## Excerpt
** BEGIN **
WASHINGTON-Since the digital TV transition issue put universal-service reform on the back burner, lawmakers recently agreed to renew a one-year restriction on any efforts by the Federal Communications Commission to limit subsidies to primary lines.

The ban was passed as members of the House and Senate met to work out differences in the FCC’s spending bill. Additionally, the lawmakers said that the universal-service fund could not be subject to the Anti-Deficiency Act, which many feared would put support in jeopardy.

Lawmakers passed similar provisions last year on a one-year basis, with many members hoping to fix the universal-service program this year. However, the DTV debate sidetracked the issue.

Under a primary-line restriction, one carrier can receive support for only one household. Under the current system, carriers receive support based on how many lines they serve. This system has allowed wireless carriers to receive support for serving rural customers even if the customer continues to use landline service in combination with wireless service.

The Telecom Act of 1996 allowed universal-service support to become portable so carriers receive the support for the customers they serve.

In an effort to protect the growth of the universal-service fund, the Federal-State Joint Board on Universal Service in 2004 recommended that support be limited to one primary line. The language included in the FCC spending bill prohibits the commission from acting on the recommendation.

Rural local exchange carriers have been fighting against wireless carriers for universal-service support since both the amount of subsidies and the number of carriers receiving support have increased. While rural LECs and wireless carriers disagree on most universal-service policy, they agree that the primary-line restriction is a bad idea.

“We are pleased that the Congressional ban on the FCC implementing a primary line restriction was renewed. A primary line restriction is not an effective way to control the growth of the high cost fund,” said William Roughton, vice president of legal and regulatory affairs for Centennial Communications Corp.
** END **
## Challenge A
List every organization named in the article on the primary-line ban, including each chamber of Congress.

## Records for this task
** BEGIN **
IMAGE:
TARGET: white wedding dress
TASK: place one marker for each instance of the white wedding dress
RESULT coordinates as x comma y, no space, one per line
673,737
** END **
## Challenge B
Count the lines of the records that contain the string "wedding". Matching is case-sensitive. Return only the number.

## Solution A
Federal Communications Commission (FCC)
House
Senate
Federal-State Joint Board on Universal Service
Centennial Communications Corp.

## Solution B
2